■ Your instructions: Write out the material exactly, without any of its pictures.

■ Provided data:
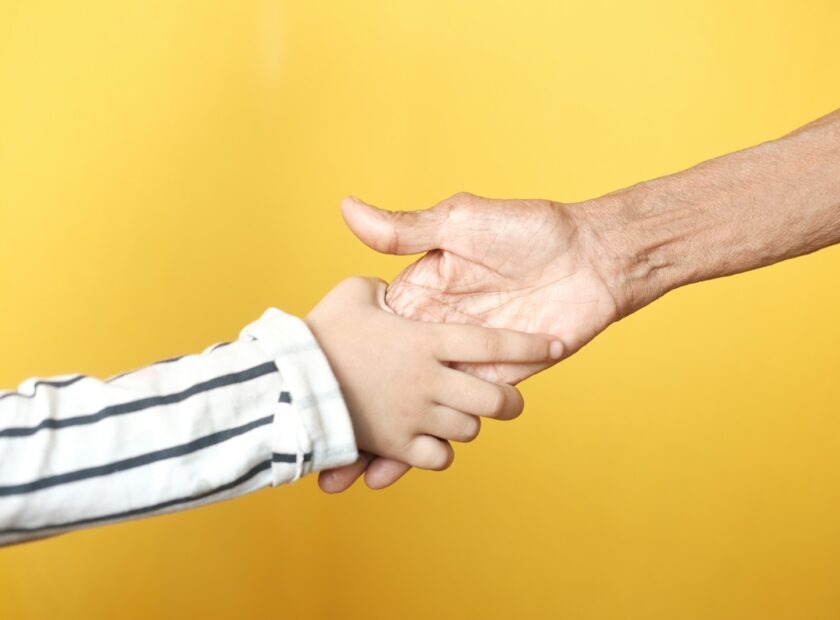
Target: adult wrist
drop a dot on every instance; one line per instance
(630, 243)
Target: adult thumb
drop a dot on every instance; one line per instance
(393, 232)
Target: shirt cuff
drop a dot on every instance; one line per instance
(312, 429)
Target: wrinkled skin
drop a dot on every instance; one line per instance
(517, 264)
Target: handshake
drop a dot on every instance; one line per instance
(560, 272)
(506, 289)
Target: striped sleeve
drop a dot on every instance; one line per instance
(77, 451)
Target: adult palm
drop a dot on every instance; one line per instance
(527, 265)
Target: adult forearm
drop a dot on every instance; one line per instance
(728, 215)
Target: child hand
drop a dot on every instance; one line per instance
(404, 399)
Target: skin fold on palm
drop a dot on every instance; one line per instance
(514, 264)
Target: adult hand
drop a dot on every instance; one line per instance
(528, 265)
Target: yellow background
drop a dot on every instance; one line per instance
(169, 169)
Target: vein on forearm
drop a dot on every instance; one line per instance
(735, 213)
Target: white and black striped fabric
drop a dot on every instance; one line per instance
(77, 451)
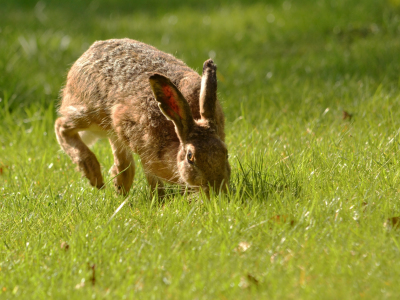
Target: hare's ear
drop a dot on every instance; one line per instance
(208, 92)
(172, 104)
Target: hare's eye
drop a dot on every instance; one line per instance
(190, 157)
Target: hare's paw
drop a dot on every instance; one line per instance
(123, 179)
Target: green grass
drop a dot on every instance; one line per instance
(311, 192)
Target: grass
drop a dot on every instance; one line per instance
(313, 199)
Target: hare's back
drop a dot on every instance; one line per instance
(120, 67)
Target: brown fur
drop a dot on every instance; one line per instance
(108, 94)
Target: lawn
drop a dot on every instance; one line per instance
(310, 91)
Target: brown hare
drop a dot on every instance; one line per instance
(129, 92)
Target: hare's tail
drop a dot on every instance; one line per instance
(89, 138)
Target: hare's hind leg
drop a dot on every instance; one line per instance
(124, 166)
(67, 130)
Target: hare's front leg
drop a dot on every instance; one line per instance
(155, 183)
(67, 129)
(124, 167)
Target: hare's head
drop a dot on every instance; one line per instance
(202, 157)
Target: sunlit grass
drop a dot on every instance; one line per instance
(311, 96)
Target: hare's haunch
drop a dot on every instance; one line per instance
(148, 102)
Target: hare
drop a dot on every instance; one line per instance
(147, 102)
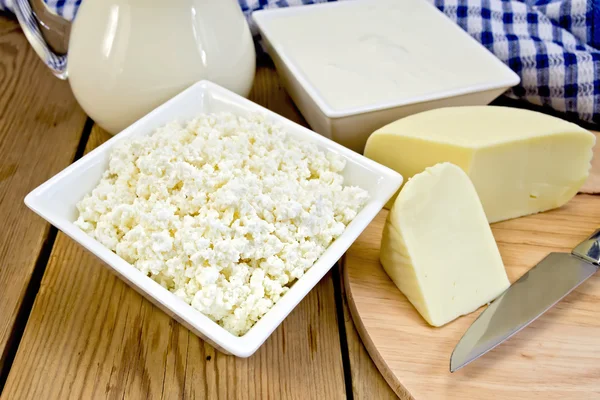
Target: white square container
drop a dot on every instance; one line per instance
(55, 201)
(336, 58)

■ Solution for this exercise:
Target: adult wrist
drop a dot on every instance; one line per instance
(630, 243)
Target: adult thumb
drop a dot on every instance; one line per instance
(393, 232)
Target: shirt cuff
drop a dot on every instance; one line per instance
(312, 429)
Target: wrinkled skin
drop a dot on every instance; one line per instance
(517, 264)
Target: handshake
drop a dot on every instance; one line per instance
(560, 272)
(506, 289)
Target: striped sleeve
drop a dot on every instance; one line per instance
(77, 451)
Target: adult palm
drop a dot on every instance; one line per instance
(527, 265)
Target: adult forearm
drop a dot on every instance; one line per instance
(728, 215)
Target: child hand
drop a dot on every instance; one line per instance
(404, 399)
Target: skin fold on palm
drop a dot on every instance; one line per instance
(514, 264)
Target: adult hand
drop a dot on every instance; one line per instance
(528, 265)
Target: yellow background
drop a dot on every instance; one line per instance
(169, 169)
Target: vein on forearm
drop a dot on every instance; one line per instance
(735, 213)
Target: white and black striped fabric
drop a dot on every instance; one line per instance
(77, 451)
Target: hare's ear
drop a dot on every instance; one line per instance
(208, 92)
(172, 104)
Target: hare's eye
drop a dot on every instance; one line per instance
(190, 157)
Target: hare's paw
drop a dot on every instance; one line per instance
(123, 179)
Target: green grass
drop a dot on every instance; one line per instance
(311, 192)
Target: grass
drop a dot on every instance; one line per instance
(313, 199)
Target: hare's back
drop a dot on every instance; one line per instance
(120, 67)
Target: brown fur
drop a dot on every instance; one line per instance
(108, 94)
Target: lawn
drop a dot on every instance; one line per instance
(310, 91)
Target: brown hare
drop a dot on every instance; one line per instance
(129, 92)
Target: hare's tail
drop a dot on every instance; one line per instance
(89, 138)
Target: hare's hind leg
drop a dot on every instance; one line per instance
(124, 166)
(67, 130)
Target: hare's front leg
drop a dot on every instance; one line per instance
(155, 183)
(67, 129)
(124, 167)
Target: hare's head
drop a dot on every instance; one line per instance
(202, 157)
Target: sunlit grass
drop a dot on every instance; one line per instance
(311, 96)
Target: hare's haunch
drop a dot on every instance; one line per instance
(148, 102)
Target: hare
drop a dot on every instance; one line per instance
(147, 102)
Target: white square container
drop a dot on every instance; one line per instance
(55, 201)
(336, 58)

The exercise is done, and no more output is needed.